Write the data below out exactly as it stands. Do not include the pictures.

▼▼▼

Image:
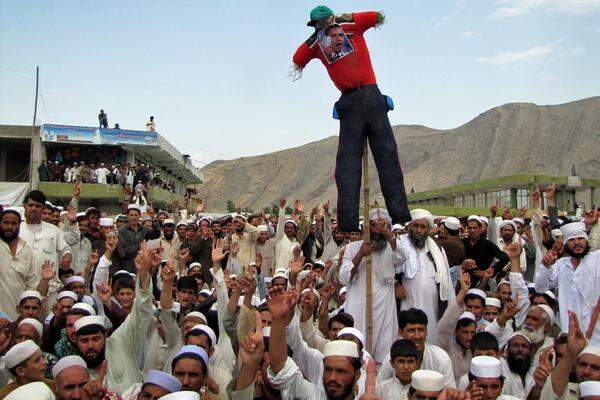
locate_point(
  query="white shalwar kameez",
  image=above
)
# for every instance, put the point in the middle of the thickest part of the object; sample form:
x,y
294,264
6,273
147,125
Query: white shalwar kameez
x,y
385,321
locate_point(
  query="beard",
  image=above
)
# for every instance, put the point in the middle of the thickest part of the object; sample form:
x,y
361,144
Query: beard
x,y
517,364
10,237
536,336
93,361
378,242
345,392
418,240
578,255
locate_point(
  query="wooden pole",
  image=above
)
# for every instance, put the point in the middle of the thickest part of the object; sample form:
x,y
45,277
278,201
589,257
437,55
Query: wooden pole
x,y
367,238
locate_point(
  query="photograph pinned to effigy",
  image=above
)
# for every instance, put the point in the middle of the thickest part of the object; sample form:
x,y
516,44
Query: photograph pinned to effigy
x,y
334,43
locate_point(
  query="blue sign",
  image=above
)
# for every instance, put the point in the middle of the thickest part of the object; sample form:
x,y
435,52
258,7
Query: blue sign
x,y
88,135
70,134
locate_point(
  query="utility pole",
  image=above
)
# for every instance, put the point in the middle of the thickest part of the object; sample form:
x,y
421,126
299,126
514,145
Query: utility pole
x,y
31,164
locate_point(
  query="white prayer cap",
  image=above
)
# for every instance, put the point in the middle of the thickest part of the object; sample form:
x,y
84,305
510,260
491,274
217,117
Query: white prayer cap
x,y
452,223
196,314
314,291
106,222
73,279
466,315
185,395
550,294
262,228
419,213
595,351
486,367
589,388
493,302
66,362
164,380
517,220
66,294
194,264
556,233
34,390
427,380
19,353
89,320
574,230
133,207
521,333
85,307
549,312
477,292
208,331
35,323
344,348
474,218
382,213
291,221
506,222
30,294
354,332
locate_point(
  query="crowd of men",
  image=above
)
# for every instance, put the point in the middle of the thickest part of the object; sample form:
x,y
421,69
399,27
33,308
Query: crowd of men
x,y
133,177
174,305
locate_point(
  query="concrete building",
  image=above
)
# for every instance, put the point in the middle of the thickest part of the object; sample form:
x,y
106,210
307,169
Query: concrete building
x,y
512,191
22,150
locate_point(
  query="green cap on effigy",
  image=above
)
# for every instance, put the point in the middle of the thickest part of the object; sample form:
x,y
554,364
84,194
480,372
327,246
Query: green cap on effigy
x,y
318,13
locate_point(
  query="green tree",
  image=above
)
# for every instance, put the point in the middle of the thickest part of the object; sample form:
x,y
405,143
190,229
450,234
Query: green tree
x,y
230,206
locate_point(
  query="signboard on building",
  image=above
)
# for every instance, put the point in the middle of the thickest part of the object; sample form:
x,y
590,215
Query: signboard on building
x,y
88,135
70,134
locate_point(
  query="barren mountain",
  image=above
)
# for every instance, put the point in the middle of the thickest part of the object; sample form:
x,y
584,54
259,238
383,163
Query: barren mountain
x,y
509,139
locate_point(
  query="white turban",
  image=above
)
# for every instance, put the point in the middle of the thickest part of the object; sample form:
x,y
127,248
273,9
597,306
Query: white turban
x,y
419,213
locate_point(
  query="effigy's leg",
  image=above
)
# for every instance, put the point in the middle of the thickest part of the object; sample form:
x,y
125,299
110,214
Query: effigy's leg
x,y
385,153
348,165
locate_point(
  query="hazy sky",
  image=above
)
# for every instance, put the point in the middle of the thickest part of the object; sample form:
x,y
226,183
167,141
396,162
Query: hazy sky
x,y
213,73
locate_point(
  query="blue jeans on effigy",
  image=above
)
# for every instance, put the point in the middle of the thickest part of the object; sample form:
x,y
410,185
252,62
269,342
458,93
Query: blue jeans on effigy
x,y
363,114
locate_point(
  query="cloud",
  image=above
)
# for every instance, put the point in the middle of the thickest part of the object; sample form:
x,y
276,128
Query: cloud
x,y
471,34
534,54
516,8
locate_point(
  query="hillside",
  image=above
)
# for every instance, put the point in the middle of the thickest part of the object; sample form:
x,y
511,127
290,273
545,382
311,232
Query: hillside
x,y
509,139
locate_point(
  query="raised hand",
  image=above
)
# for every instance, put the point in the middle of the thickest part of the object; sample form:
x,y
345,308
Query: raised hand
x,y
48,272
575,339
370,382
235,248
218,254
95,389
252,346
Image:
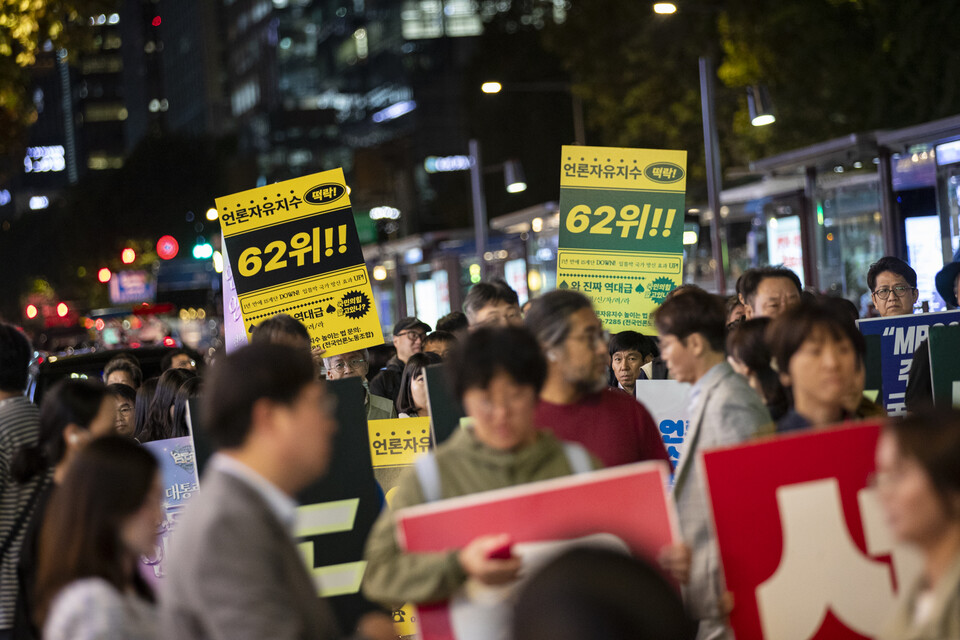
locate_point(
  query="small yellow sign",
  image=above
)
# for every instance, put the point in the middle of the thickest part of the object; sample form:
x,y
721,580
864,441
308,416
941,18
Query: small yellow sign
x,y
293,249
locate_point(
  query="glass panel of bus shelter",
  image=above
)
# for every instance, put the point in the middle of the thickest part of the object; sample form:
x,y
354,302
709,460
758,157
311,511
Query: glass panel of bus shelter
x,y
849,236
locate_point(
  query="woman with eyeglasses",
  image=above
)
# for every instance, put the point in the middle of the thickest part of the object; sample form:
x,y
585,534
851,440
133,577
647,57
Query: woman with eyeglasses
x,y
918,479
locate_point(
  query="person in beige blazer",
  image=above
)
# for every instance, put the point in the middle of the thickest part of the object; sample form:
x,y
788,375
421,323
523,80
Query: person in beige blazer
x,y
724,410
234,570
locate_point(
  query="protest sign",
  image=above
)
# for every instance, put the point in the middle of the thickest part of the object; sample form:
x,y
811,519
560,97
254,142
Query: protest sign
x,y
628,504
293,248
621,230
234,332
945,365
667,402
394,445
178,474
805,548
899,338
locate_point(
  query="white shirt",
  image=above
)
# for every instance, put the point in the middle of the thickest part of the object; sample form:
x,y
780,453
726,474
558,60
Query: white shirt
x,y
282,505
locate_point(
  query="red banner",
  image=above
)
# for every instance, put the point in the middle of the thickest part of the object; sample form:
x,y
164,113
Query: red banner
x,y
628,503
805,549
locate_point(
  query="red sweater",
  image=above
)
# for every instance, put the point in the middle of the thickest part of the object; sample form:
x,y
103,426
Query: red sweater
x,y
610,424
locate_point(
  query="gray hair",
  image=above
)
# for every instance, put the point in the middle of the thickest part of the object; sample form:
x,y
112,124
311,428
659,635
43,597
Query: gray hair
x,y
548,317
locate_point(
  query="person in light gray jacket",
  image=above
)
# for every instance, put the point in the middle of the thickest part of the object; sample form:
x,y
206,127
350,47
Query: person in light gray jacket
x,y
724,410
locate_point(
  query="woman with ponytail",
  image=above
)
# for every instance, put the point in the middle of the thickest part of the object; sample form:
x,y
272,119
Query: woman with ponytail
x,y
74,412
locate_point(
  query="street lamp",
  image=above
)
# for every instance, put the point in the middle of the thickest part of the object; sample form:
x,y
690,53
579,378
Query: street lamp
x,y
514,182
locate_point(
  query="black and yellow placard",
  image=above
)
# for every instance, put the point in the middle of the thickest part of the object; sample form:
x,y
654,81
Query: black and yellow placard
x,y
621,230
293,248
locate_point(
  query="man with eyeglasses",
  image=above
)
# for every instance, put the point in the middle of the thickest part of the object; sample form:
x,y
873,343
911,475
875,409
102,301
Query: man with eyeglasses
x,y
893,286
575,403
408,336
355,364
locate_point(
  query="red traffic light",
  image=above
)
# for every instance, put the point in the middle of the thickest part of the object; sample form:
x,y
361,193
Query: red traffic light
x,y
167,247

▲▲▲

## [Task response]
Image:
locate_point(
  query="white shalwar kameez",
  image=above
)
# for every instance, put the point in the middle of the thickest part of the object; sample form:
x,y
294,264
6,273
147,125
Query: white shalwar kameez
x,y
385,321
locate_point(
  query="beard",
  image=above
)
# for every instance, put the point in the middle of the thickest part of the object; sample form:
x,y
361,144
Query: beard
x,y
517,364
10,237
536,336
93,361
378,242
345,392
418,240
578,255
locate_point(
  query="wooden pole",
  image=above
)
# for every instance, put the point in the middle of the thickest part of the object; sample form:
x,y
45,277
278,201
589,257
437,55
Query: wooden pole
x,y
367,238
locate_point(
  query="photograph pinned to effigy",
  image=above
)
# for every instance, put the point in the middle of the thickest part of the object; sample form:
x,y
516,44
Query: photograph pinned to effigy
x,y
334,43
locate_point(
  query="blue sign",
  image=above
)
# for every instance, put the point in the middle of the thickest part of the object; sample form:
x,y
435,52
258,7
Query: blue sign
x,y
88,135
70,134
locate_point(
  query="utility pole",
  image=above
)
# for every instance, put the point in the middle of the thickest part of the object; sample form:
x,y
421,126
299,126
514,145
Query: utility pole
x,y
31,164
locate_point(
  query="white prayer cap",
  image=above
)
# for every instance, put the point in the middle of the thickest part of the object; sample form:
x,y
84,305
510,260
491,274
217,117
Query: white prayer cap
x,y
452,223
196,314
314,291
106,222
73,279
466,315
185,395
550,294
262,228
419,213
595,351
486,367
589,388
493,302
66,362
164,380
517,220
66,294
194,264
556,233
34,390
427,380
19,353
89,320
574,230
133,207
521,333
85,307
549,312
477,292
208,331
35,323
344,348
474,218
382,213
291,221
506,222
30,294
354,332
locate_point(
  query="crowd of men",
  image=above
)
# for every instance, put the point in the middle of the thickest part of the object; sample form:
x,y
421,69
399,27
33,308
Query: crowd of men
x,y
133,177
174,305
locate_point(
  query="concrete building",
  image=above
)
# for every instance, put the point in the middle of the thickest part of the object; sample form:
x,y
106,210
307,169
Query: concrete building
x,y
512,191
22,150
locate_point(
  query="green cap on effigy",
  image=above
)
# for every instance, put the point in the middle of the thickest part of the object; sample form:
x,y
554,364
84,194
480,372
327,246
Query: green cap on effigy
x,y
318,13
locate_point(
  query="green tree",
  image=above
)
# for every instance, put the point in the middle of the thickest part of the object; sample form:
x,y
405,143
190,229
450,234
Query: green tree
x,y
230,206
locate_point(
  query="signboard on building",
  image=above
)
# for every instance, put the point in the middle of the thickest part of the object; sample form:
x,y
590,215
Query: signboard on building
x,y
88,135
70,134
locate_point(
  query="barren mountain",
  image=above
)
# for every instance, put the point in the middle of the thickest part of the object; sample form:
x,y
584,54
259,238
383,163
Query: barren mountain
x,y
509,139
locate_point(
  query="white turban",
  image=above
)
# for every instance, put the point in the middle of the thickest part of the object; sample form:
x,y
127,248
273,9
597,306
Query: white turban
x,y
419,213
locate_point(
  query="effigy's leg",
  image=above
)
# for every instance, put the point in the middle of the thickest part of the object; sample form:
x,y
125,299
110,214
Query: effigy's leg
x,y
385,153
348,165
locate_point(
  query="hazy sky",
  image=above
)
# for every instance, put the point in the middle of the thickest part of the object; sample form:
x,y
226,183
167,141
396,162
Query: hazy sky
x,y
213,73
locate_point(
  query="blue jeans on effigy",
  image=above
)
# for every instance, put the point in the middle of the thickest part of the object; sample form:
x,y
410,185
252,62
269,342
458,93
Query: blue jeans on effigy
x,y
363,114
locate_point(
  query="cloud",
  image=above
)
# for every instance, put the point in the middle of the thickest part of the object; sample form:
x,y
276,128
Query: cloud
x,y
471,34
534,54
516,8
locate_point(
  query="hillside",
  image=above
)
# for every instance, put the point in the middle of the thickest part of the object; sample form:
x,y
511,127
290,273
545,382
311,232
Query: hillside
x,y
509,139
locate_point(
  query="raised hand",
  image=above
)
# for every instance, put the point in the middle of the thickest part of the object; sample form:
x,y
345,308
Query: raised hand
x,y
48,272
575,339
370,382
235,248
218,254
95,389
252,346
Image:
locate_point(
  query="small yellow sign",
  image=above
)
# for every instance, put the point in the middle of the thickest part of the object; sample form:
x,y
721,580
864,441
308,416
941,18
Query: small yellow sign
x,y
293,249
locate_point(
  query="glass panel of bus shelter",
  image=above
)
# for every instance, put the point in the middle of the thickest part of the object; sample form:
x,y
354,302
709,460
758,157
311,511
Query: glass panel of bus shelter
x,y
849,236
locate_point(
  query="woman with eyeglasses",
  image=above
)
# for every instance, put the point in the middle of the thickest part of the object; sample form:
x,y
585,534
851,440
133,577
647,57
Query: woman with eyeglasses
x,y
918,479
locate_point(
  query="person in beige blazer",
  image=above
)
# for every instance, put the point in the middle of the thickest part of the object; sample form:
x,y
788,375
421,323
523,80
Query: person in beige blazer
x,y
724,410
234,570
locate_point(
  query="protest sign",
  image=above
)
# for every instance, put the point in the middle of the thickest part of the object; sample form:
x,y
811,519
560,97
254,142
Query: protest sign
x,y
628,504
293,248
621,230
234,332
945,365
667,402
394,445
178,474
805,548
899,338
locate_point(
  query="white shirt",
  image=above
)
# for every instance, put the point in the middle of the thickest part of the object; sample form:
x,y
780,453
726,474
558,60
Query: white shirt
x,y
282,505
locate_point(
  query="red banner",
  image=above
)
# for every instance, put the point in the middle of the thickest part of the object; sample form:
x,y
164,113
Query: red banner
x,y
628,503
805,549
locate_point(
  query="red sweater",
  image=above
)
# for every instance, put the point in the middle of the thickest part of the object; sample form:
x,y
103,426
Query: red sweater
x,y
610,424
locate_point(
  query="gray hair",
  image=above
)
# for every instance, put the point in the middle of the thickest part of the object; sample form:
x,y
112,124
311,428
659,635
43,597
Query: gray hair
x,y
548,317
locate_point(
  query="person in light gray jacket",
  image=above
)
# for every instance, put the point in the middle of the thickest part of the object; sample form:
x,y
206,127
350,47
Query: person in light gray jacket
x,y
724,410
locate_point(
  query="woman with ponytail",
  image=above
)
# for every instance, put the point in the middle of the thickest part of the object; sample form:
x,y
272,119
Query: woman with ponytail
x,y
74,412
locate_point(
  query="street lamp",
  image=above
)
# for every instance, put the point in the middle of the thickest part of the object; sample form:
x,y
690,53
579,378
Query: street lamp
x,y
514,182
locate_point(
  query="black and yellow placard",
  image=above
)
# for every instance, put the point in the middle of the thickest part of the object; sample form:
x,y
654,81
Query: black and yellow placard
x,y
621,230
293,248
locate_point(
  query="man with eyeglasses",
  image=above
)
# for every instance, put the point in the middle of the thickest part of the object; sample form:
x,y
873,343
911,475
875,409
102,301
Query: man with eyeglasses
x,y
893,286
575,403
408,336
355,364
locate_point(
  query="red traffic light",
  image=above
)
# for every instance, put the point in the middle of the thickest part of the object; sample form:
x,y
361,193
Query: red traffic light
x,y
167,247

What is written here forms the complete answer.